[Listed records Boundary: Start]

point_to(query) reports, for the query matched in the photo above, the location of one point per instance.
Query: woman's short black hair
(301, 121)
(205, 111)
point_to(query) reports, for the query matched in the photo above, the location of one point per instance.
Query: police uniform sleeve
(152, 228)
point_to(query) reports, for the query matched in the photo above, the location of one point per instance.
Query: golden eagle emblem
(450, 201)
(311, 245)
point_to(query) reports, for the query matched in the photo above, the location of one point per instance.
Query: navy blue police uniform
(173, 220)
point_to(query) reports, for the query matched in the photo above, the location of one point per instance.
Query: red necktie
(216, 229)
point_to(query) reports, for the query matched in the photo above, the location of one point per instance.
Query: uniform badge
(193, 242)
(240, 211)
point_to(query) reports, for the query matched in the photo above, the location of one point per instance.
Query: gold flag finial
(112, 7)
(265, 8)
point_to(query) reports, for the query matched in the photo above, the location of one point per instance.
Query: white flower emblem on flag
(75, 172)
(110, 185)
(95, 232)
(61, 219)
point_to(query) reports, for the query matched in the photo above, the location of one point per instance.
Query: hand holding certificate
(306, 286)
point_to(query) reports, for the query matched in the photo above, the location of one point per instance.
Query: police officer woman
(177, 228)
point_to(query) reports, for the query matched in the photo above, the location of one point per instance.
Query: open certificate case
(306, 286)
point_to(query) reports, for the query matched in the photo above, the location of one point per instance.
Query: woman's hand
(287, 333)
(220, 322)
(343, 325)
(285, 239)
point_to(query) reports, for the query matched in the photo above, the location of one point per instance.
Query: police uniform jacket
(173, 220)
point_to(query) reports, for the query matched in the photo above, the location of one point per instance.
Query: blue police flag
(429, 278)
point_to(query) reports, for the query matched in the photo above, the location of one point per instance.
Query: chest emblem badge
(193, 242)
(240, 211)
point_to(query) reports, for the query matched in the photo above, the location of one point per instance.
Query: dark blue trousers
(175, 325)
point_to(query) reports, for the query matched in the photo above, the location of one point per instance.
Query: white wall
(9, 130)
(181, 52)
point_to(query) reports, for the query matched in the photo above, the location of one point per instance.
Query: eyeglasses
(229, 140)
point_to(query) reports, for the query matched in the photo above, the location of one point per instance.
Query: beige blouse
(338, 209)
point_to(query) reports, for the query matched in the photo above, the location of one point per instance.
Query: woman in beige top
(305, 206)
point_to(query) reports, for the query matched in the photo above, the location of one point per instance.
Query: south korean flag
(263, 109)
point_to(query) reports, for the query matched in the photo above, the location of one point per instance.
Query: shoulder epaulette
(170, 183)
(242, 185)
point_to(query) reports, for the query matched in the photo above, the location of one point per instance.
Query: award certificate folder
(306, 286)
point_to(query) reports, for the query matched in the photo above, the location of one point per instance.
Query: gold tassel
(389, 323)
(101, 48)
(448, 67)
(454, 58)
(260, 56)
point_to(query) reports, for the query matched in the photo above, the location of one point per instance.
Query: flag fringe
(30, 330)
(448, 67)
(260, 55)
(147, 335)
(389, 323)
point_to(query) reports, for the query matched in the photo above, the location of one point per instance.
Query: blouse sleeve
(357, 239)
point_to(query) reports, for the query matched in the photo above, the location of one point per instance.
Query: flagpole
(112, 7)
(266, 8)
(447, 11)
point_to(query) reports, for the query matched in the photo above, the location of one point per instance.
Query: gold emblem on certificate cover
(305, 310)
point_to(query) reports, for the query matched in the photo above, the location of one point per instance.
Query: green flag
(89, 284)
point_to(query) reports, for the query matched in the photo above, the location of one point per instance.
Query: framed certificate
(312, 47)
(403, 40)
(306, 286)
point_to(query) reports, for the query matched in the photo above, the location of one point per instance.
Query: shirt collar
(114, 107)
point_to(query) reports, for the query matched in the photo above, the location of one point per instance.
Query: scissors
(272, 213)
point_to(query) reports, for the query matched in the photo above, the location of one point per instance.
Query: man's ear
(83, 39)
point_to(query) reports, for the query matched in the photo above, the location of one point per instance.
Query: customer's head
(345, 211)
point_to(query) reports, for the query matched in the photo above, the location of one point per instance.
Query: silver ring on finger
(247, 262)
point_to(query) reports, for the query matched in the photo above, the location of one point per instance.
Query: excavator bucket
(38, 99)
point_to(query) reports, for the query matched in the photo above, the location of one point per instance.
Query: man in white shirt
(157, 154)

[Listed records Boundary: End]

**Exercise brief**
Only an exact transcription of all the records above counts as an answer.

**Written reply**
point_to(query) reports, for the query matched in the photo above, the location of one point per instance.
Query: woman's short black hair
(301, 121)
(205, 111)
point_to(query) reports, for the query matched in the photo above, the location of one point per instance.
Query: police uniform sleeve
(152, 228)
point_to(query) reports, for the query matched in the photo above, the location of one point per instance.
Query: golden eagle emblem
(450, 201)
(311, 245)
point_to(query) reports, for the query matched in the photo above, the location of one point per instance.
Query: navy blue police uniform
(173, 220)
point_to(query) reports, for the query matched in the photo above, the location of one point per instance.
Query: red necktie
(216, 229)
point_to(query) reports, for the query matched in the photo above, the location of one point per instance.
Query: uniform badge
(193, 242)
(240, 211)
point_to(query) reports, for the query matched in the photo above, the location of one point per instance.
Query: gold flag finial
(112, 7)
(265, 8)
point_to(query) reports, for the query matched in the photo above, the location of one point per instance.
Query: white flower emblem on flag
(75, 172)
(110, 185)
(95, 232)
(61, 219)
point_to(query) reports, for the query matched in the photo above, the location of one point per instance.
Query: hand holding certificate
(306, 286)
point_to(query) reports, for the query matched in the photo above, the location of one point per instance.
Query: police officer woman
(177, 228)
point_to(query) reports, for the query matched in the photo above, the location of one point per instance.
Query: open certificate case
(306, 286)
point_to(query) reports, for the query matched in the photo above, the location of one point per instance.
Query: woman's hand
(287, 333)
(220, 322)
(343, 325)
(285, 239)
point_to(query) reports, for the query matched in the photo above, the location of one point per instance.
Query: police uniform jacket
(173, 220)
point_to(query) reports, for the query matched in the photo above, the location of one point per instance.
Query: blue police flag
(429, 278)
point_to(query) reports, for the query matched in the photo above, the location of one point per instance.
Query: chest emblem badge
(193, 242)
(240, 211)
point_to(query) reports, for the query matched in the photo above, the location of one point per instance.
Query: dark blue trousers
(175, 325)
point_to(query) reports, for the query matched in the photo above, the location of one point per instance.
Query: white wall
(9, 130)
(181, 52)
point_to(query) reports, for the query matched in the photo above, the location of one point per instance.
Query: eyeglasses
(229, 140)
point_to(query) reports, for the query matched in the photo above, the location of one point per instance.
Query: beige blouse
(338, 209)
point_to(query) reports, for the query matched in the photo above, the location of one point per instance.
Query: woman in beige top
(305, 206)
point_to(query) reports, for the query matched in the photo above, the location of one point per instance.
Query: south korean flag
(263, 109)
point_to(query) reports, for the query matched in the photo above, the location of one point per instance.
Query: shoulder epaulette
(170, 183)
(242, 185)
point_to(query) reports, for the query matched in the photo above, the location of one point per instance.
Query: award certificate folder
(306, 286)
point_to(query) reports, for the query matched in the photo above, the location of one point per instance.
Query: gold tassel
(389, 323)
(101, 48)
(448, 67)
(454, 58)
(260, 56)
point_to(query) reports, for the query matched in the photo above, the location of one point per instance.
Query: flag fringe
(30, 330)
(448, 67)
(260, 55)
(147, 335)
(389, 323)
point_to(query) reports, for the query matched in the photo above, the location of one point per instance.
Query: blouse sleeve
(357, 239)
point_to(query) reports, for the query matched in the photo above, the location of one point per instance.
Query: flagpole
(112, 7)
(266, 8)
(447, 11)
point_to(query) reports, for the query matched in the photo above, the location of one point per instance.
Query: gold emblem on certificate cover
(305, 310)
point_to(query) reports, for the query matched in the photo above, the location of one point per instance.
Query: green flag
(89, 284)
point_to(query) reports, for the query matched in the photo above, the location of one point per instance.
Query: framed certificate
(312, 47)
(403, 40)
(306, 286)
point_to(query) reports, for the query matched in the photo above, the location of one point per instance.
Query: shirt collar
(114, 107)
point_to(query) reports, for the query matched in the photo above, the location of one point per instance.
Query: scissors
(272, 213)
point_to(query) reports, for the query matched in the photo above, the location of one point per instance.
Query: man's ear
(83, 39)
point_to(query) reports, for the query matched in the photo above, the location of one point per instance.
Query: customer's head
(345, 211)
point_to(query) reports, for the query matched in the photo above, the location of one point per instance.
Query: silver ring on finger
(247, 262)
point_to(query) reports, for the query matched in the photo above, the location of one point per instance.
Query: excavator bucket
(38, 99)
point_to(query) reports, for the query matched in the photo above, the location of one point per instance.
Query: man in white shirt
(157, 154)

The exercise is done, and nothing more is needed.